§ Aim of the exercise: Take the line that contains "Each instance receives one keypoint. Mark the railing" and all lines after it, up to and including the last line of the data, and write them out exactly; nothing else belongs in the answer.

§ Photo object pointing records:
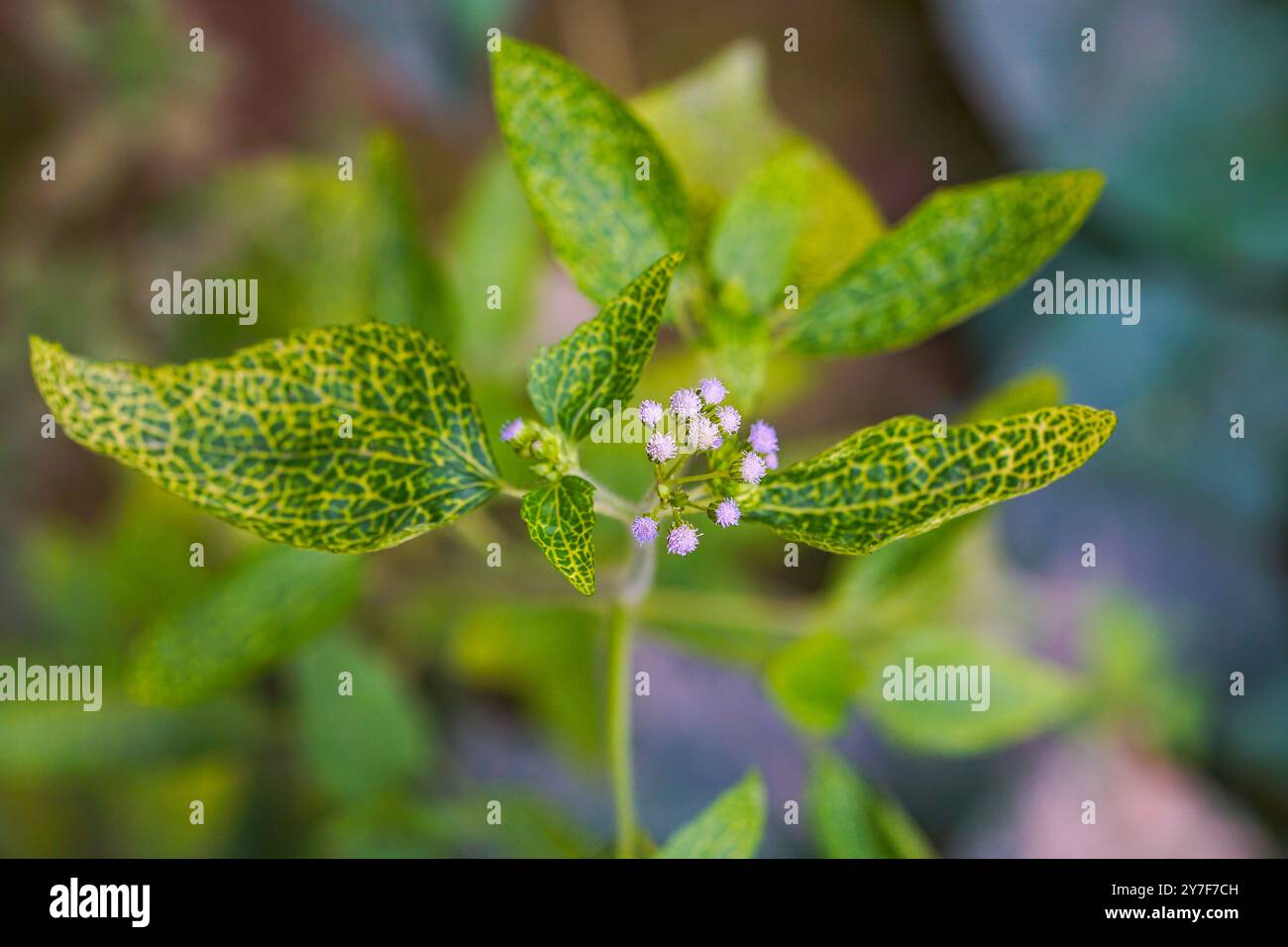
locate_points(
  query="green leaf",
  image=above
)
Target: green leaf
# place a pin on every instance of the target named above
(898, 479)
(575, 147)
(562, 521)
(716, 120)
(814, 681)
(256, 438)
(797, 221)
(549, 657)
(268, 607)
(850, 819)
(1025, 393)
(493, 243)
(958, 252)
(1024, 697)
(364, 742)
(603, 359)
(730, 827)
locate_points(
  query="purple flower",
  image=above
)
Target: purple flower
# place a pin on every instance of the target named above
(686, 402)
(728, 513)
(729, 419)
(711, 390)
(644, 530)
(661, 447)
(682, 540)
(763, 438)
(702, 434)
(751, 468)
(651, 412)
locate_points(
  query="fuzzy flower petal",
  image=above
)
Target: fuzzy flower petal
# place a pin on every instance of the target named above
(644, 530)
(728, 513)
(703, 434)
(651, 412)
(763, 438)
(511, 429)
(712, 390)
(661, 447)
(751, 468)
(729, 419)
(682, 540)
(686, 402)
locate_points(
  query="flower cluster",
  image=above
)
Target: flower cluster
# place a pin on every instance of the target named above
(697, 420)
(692, 421)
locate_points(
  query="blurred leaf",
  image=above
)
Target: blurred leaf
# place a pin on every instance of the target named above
(1133, 676)
(897, 479)
(257, 438)
(958, 252)
(814, 682)
(798, 219)
(1025, 393)
(562, 521)
(575, 147)
(730, 827)
(601, 361)
(62, 741)
(1024, 697)
(716, 120)
(850, 819)
(494, 243)
(273, 603)
(364, 742)
(548, 655)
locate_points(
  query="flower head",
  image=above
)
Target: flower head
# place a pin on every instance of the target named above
(651, 412)
(763, 438)
(728, 513)
(712, 390)
(511, 429)
(702, 434)
(644, 530)
(751, 468)
(729, 419)
(686, 402)
(682, 540)
(661, 447)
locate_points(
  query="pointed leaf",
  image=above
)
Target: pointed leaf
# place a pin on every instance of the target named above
(898, 479)
(958, 252)
(576, 147)
(256, 438)
(1022, 696)
(797, 221)
(603, 359)
(562, 521)
(268, 607)
(730, 827)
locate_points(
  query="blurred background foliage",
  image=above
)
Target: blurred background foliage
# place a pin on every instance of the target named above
(475, 684)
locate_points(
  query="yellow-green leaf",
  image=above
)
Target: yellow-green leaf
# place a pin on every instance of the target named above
(958, 252)
(1022, 696)
(898, 479)
(581, 157)
(268, 607)
(730, 827)
(562, 521)
(347, 438)
(603, 359)
(797, 221)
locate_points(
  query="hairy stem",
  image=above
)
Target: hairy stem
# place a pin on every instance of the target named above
(621, 618)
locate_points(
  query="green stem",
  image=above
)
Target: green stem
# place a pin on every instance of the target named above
(619, 727)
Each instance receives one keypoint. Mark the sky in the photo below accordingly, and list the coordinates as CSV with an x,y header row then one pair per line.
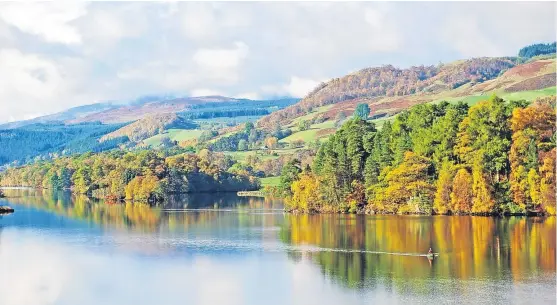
x,y
58,55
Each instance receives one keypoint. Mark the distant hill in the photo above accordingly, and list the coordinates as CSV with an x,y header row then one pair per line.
x,y
41,141
149,126
108,125
388,89
135,111
68,115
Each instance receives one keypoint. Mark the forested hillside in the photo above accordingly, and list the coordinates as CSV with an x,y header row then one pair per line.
x,y
45,141
144,176
388,89
494,157
149,126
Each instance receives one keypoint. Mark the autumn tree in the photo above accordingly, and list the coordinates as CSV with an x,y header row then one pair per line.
x,y
305,194
482,202
462,194
271,142
362,111
442,201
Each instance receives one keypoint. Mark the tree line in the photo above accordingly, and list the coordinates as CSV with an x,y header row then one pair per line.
x,y
495,157
537,49
144,176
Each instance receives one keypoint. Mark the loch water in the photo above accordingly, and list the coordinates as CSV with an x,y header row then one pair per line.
x,y
58,248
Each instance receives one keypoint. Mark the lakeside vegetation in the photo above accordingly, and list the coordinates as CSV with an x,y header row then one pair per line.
x,y
495,157
141,176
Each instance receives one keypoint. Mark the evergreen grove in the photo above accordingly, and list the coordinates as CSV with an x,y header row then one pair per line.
x,y
496,157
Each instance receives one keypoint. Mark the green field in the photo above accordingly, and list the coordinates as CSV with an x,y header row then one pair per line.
x,y
174,135
310,115
306,135
261,154
529,95
270,181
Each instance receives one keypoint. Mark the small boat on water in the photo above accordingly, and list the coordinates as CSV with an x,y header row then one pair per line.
x,y
6,209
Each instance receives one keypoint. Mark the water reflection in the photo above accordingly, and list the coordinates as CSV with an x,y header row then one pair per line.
x,y
470,247
499,260
202,209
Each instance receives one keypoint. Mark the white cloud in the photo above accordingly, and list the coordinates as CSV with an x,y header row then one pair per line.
x,y
296,87
461,31
249,95
49,20
384,33
122,50
198,21
222,58
299,87
204,92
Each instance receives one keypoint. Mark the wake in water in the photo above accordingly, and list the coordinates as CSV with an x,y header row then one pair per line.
x,y
319,249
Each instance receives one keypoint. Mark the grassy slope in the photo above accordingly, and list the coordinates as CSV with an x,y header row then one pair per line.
x,y
174,135
270,181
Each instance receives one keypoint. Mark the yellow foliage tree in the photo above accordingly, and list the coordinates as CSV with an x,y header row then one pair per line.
x,y
305,194
547,184
442,201
482,202
141,188
534,186
406,187
271,142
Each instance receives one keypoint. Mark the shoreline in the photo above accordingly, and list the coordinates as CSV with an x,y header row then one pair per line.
x,y
364,213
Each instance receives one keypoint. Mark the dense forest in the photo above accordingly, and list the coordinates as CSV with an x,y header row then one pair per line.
x,y
493,157
144,176
149,126
45,141
247,138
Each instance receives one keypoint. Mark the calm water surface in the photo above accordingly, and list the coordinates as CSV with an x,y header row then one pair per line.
x,y
61,249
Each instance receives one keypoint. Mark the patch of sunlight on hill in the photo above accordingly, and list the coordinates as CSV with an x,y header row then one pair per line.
x,y
174,135
528,95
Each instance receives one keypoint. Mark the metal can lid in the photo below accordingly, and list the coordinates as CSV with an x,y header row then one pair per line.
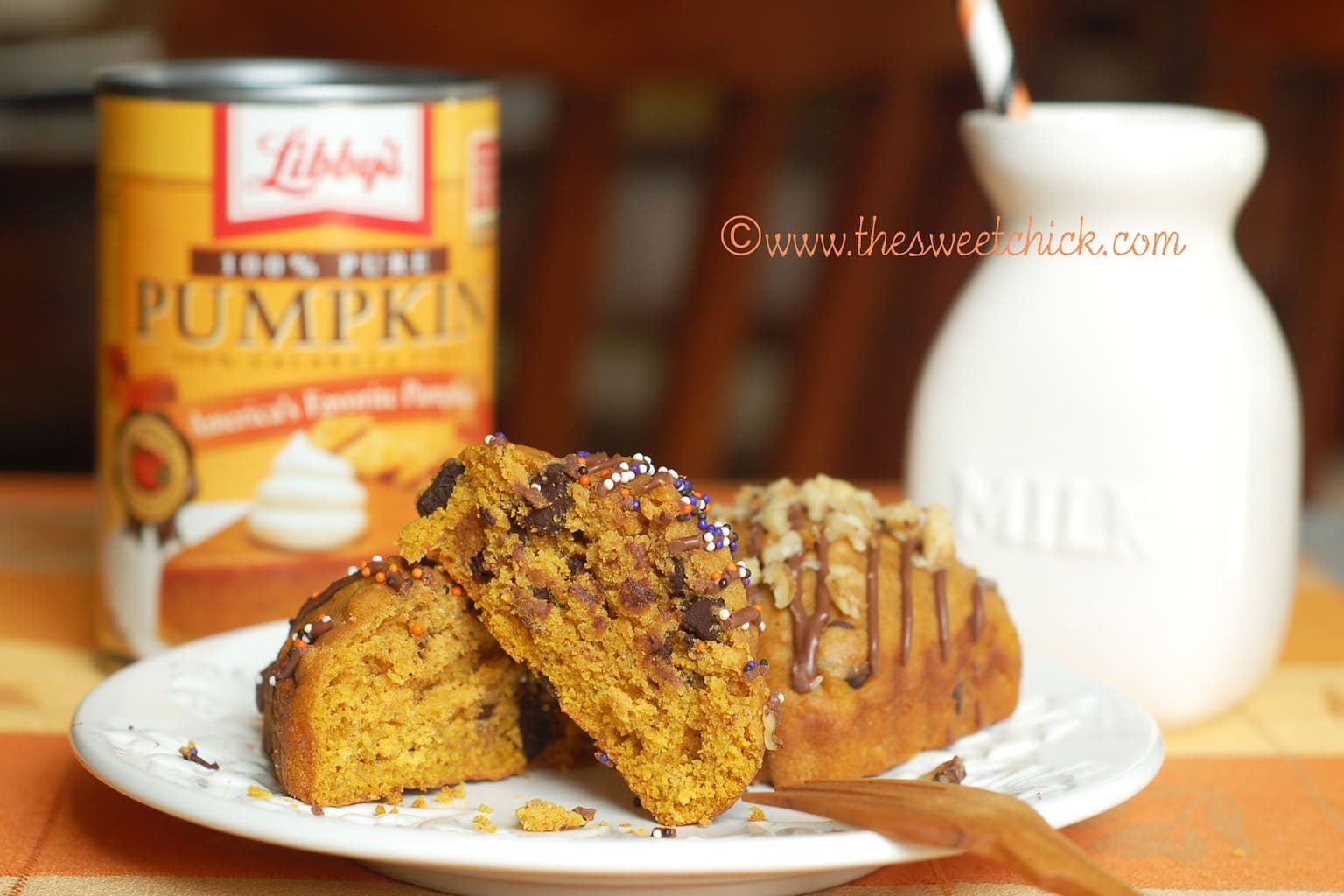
x,y
288,80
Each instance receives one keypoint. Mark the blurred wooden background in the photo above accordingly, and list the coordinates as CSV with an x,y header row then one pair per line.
x,y
631,133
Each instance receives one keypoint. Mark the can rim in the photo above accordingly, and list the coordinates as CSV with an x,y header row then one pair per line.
x,y
288,80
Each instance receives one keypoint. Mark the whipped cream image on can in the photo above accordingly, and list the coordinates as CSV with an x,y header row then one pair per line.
x,y
298,318
311,501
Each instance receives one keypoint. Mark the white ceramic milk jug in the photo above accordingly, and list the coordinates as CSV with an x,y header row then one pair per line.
x,y
1118,434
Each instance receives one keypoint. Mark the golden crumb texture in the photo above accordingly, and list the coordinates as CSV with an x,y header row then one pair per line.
x,y
611,579
388,682
544,816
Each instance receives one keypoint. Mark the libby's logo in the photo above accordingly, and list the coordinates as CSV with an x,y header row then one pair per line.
x,y
303,163
280,167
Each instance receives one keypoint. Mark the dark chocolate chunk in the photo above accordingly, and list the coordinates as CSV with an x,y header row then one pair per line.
x,y
637,595
701,618
677,582
949,773
441,488
479,570
539,719
859,676
556,492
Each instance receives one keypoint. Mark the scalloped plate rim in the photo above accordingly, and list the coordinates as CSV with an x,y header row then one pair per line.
x,y
549,855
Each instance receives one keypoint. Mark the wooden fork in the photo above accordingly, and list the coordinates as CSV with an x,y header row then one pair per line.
x,y
978,821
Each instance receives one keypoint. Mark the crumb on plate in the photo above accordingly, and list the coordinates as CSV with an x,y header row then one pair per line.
x,y
542,815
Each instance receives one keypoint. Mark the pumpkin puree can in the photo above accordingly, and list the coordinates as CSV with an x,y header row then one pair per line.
x,y
298,324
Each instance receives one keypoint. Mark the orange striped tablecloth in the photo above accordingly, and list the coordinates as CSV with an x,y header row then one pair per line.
x,y
1253,801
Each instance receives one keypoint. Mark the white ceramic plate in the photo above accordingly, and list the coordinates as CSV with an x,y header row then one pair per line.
x,y
1073,750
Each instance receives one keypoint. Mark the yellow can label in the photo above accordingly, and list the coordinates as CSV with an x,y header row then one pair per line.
x,y
298,318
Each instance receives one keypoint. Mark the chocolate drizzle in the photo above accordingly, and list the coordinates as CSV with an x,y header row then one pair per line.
x,y
301,634
746,615
687,543
872,584
940,590
807,629
907,604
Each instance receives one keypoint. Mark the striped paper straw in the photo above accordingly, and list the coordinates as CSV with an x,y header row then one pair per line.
x,y
992,57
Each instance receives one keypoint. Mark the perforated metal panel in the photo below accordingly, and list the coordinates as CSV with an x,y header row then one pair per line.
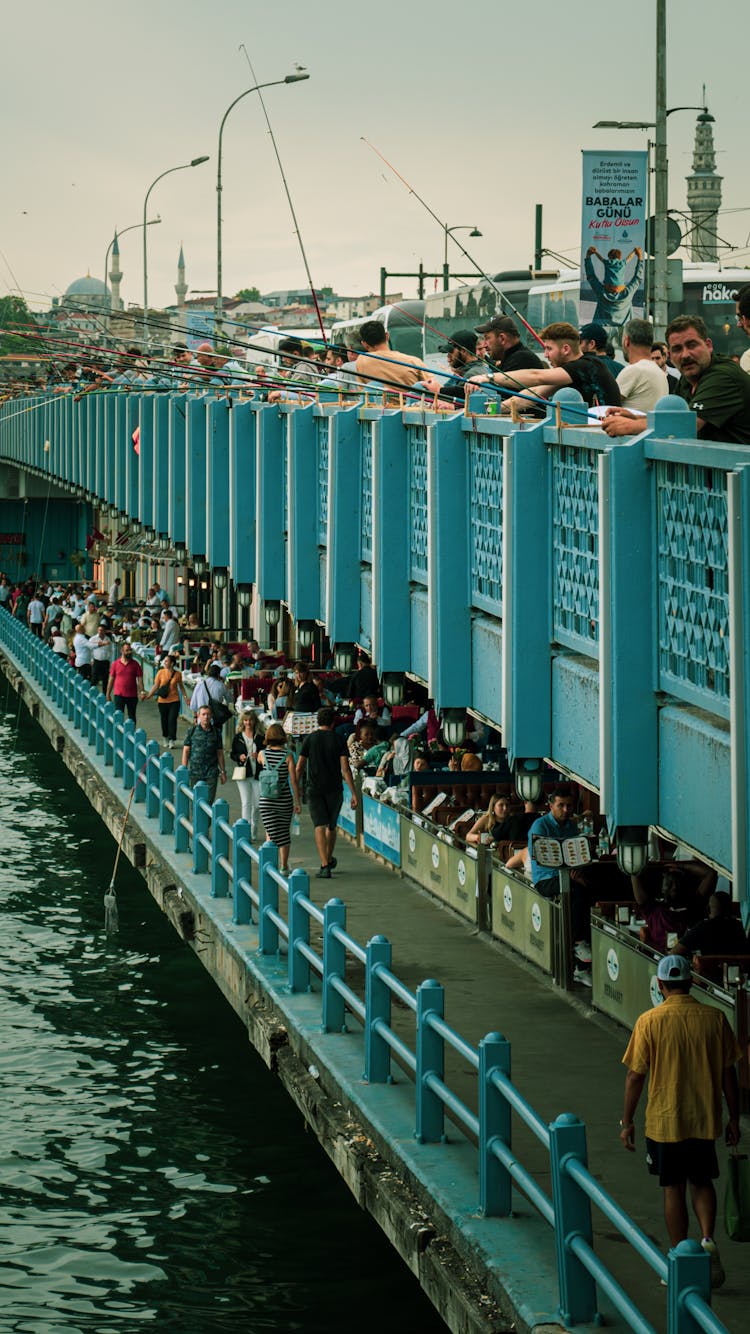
x,y
366,428
691,523
417,436
575,522
322,438
486,531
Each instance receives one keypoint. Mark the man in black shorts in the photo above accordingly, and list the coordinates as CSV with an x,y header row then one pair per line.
x,y
689,1051
324,757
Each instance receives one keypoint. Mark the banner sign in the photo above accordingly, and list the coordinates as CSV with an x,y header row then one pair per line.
x,y
382,830
613,238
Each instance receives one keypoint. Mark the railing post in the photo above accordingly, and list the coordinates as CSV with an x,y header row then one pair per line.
x,y
267,898
200,826
152,771
573,1218
689,1269
92,698
299,931
242,867
140,762
128,754
182,806
334,966
377,1011
494,1125
219,849
430,1061
166,787
100,723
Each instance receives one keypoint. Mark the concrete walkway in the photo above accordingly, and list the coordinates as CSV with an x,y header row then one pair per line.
x,y
565,1055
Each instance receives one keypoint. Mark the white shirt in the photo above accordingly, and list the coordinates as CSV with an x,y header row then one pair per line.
x,y
82,650
100,651
642,384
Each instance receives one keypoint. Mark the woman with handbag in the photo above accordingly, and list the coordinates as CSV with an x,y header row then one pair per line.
x,y
279,791
167,687
246,749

§ The completed task:
Each instance receives one keypoint. Mark the railing post in the photo above accordingly, and list the coordinates as CSV with an x,y header row then one pair per line.
x,y
267,898
200,826
152,771
573,1218
689,1269
92,698
299,931
242,867
140,762
128,754
182,806
334,966
377,1011
494,1125
219,849
430,1061
166,787
100,723
Each instance receives one keypoint. Mark the concrete walkway in the photo above accordingly, and list the coordinates as CSV with an x,y header row then one pair per line.
x,y
565,1055
Each instance receives one keypoint. Mark the white shirt in the photo above accordingly, and list the coordinates as CSV with an x,y header row then one pair per line.
x,y
82,650
100,651
642,384
Each instance receives one keypoint. Mark the woman with handbag in the photo above accordingly, and list the coordinates as CSV with an x,y header row then one pair per line.
x,y
279,791
167,687
246,749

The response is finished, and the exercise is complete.